(Task to complete): Return the records exactly as they are.

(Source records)
——————————
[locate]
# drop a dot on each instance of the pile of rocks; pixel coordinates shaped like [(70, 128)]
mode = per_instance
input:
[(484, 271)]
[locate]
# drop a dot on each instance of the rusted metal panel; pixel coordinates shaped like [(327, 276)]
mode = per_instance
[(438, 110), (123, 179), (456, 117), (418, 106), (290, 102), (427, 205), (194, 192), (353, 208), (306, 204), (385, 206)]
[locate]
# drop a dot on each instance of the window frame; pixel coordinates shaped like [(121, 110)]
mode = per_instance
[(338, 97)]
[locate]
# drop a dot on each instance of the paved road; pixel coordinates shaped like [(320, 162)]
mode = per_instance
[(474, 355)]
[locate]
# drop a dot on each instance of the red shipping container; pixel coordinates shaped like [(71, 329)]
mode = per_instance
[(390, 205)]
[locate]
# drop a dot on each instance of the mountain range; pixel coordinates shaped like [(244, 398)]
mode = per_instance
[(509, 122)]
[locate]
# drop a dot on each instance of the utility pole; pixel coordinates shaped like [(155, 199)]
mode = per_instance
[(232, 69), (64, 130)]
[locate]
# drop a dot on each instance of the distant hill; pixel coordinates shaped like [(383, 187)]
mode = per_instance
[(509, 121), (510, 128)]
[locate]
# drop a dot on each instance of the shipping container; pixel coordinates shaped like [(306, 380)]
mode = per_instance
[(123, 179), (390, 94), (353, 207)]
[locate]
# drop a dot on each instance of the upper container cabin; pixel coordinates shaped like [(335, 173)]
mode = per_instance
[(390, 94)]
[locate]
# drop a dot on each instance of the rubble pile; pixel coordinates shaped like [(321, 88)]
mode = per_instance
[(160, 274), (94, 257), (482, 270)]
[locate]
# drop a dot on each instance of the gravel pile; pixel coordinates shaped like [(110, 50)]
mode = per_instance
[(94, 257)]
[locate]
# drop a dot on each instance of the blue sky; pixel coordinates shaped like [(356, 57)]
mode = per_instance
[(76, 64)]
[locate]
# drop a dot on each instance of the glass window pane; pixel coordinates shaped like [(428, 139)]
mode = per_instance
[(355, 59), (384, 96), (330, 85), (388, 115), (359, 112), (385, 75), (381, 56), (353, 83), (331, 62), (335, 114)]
——————————
(Task response):
[locate]
# drop a dot on each instance of the pile of rocks; pixel coordinates shaped like [(70, 128)]
mode = per_instance
input:
[(484, 271)]
[locate]
# drop a dot on each instance of the rusted metal panel; pixel coordinates shaped like [(327, 276)]
mode = per_instance
[(438, 110), (123, 179), (456, 117), (418, 106), (290, 102), (427, 205), (194, 192), (353, 208), (306, 204), (385, 206)]
[locate]
# drop a dot on each instance of the window frame; pixel coordinates shaped like [(121, 110)]
mode = per_instance
[(338, 97)]
[locate]
# drop a dot on each instance of the paved road; pixel coordinates shaped like [(320, 162)]
mode = per_instance
[(474, 355)]
[locate]
# drop a dot on each instance of the red shipping container; pixel coordinates shaped like [(71, 329)]
mode = per_instance
[(390, 205)]
[locate]
# drop a dot on each instance of the mountain range; pixel coordinates shaped like [(244, 398)]
mode = per_instance
[(509, 122)]
[locate]
# drop a dot on each instance of the utility pole; pixel coordinates shaped like [(155, 199)]
mode = per_instance
[(232, 69), (64, 130)]
[locate]
# drop a dot on each instance of the distant hill; pixel coordinates shaped like [(383, 187)]
mode = per_instance
[(509, 121), (510, 128)]
[locate]
# drop a dot on each instance of the shipping container; pixel coordinates shaped like [(306, 380)]
mode = per_instance
[(123, 179), (390, 94), (353, 207)]
[locate]
# drop a dot on each instance of the upper container cabin; pixel coordinates shaped like [(335, 173)]
mode = per_instance
[(390, 94)]
[locate]
# drop a dot on each instance of the rubble pile; pixel coordinates shaped like [(321, 88)]
mode = per_instance
[(160, 274), (94, 257), (482, 270)]
[locate]
# drop a dot on each instance of the gravel pile; pixel coordinates shaped like [(110, 50)]
mode = per_instance
[(94, 257)]
[locate]
# drop a dot on each instance of the blue sky; pixel coordinates shaped like [(356, 57)]
mode = per_instance
[(76, 64)]
[locate]
# drop a dot on each instance of the glass window pane; pixel coordinates shaped like [(428, 139)]
mode = per_instance
[(355, 59), (384, 96), (330, 85), (388, 115), (359, 112), (385, 75), (381, 56), (353, 83), (331, 62), (335, 114)]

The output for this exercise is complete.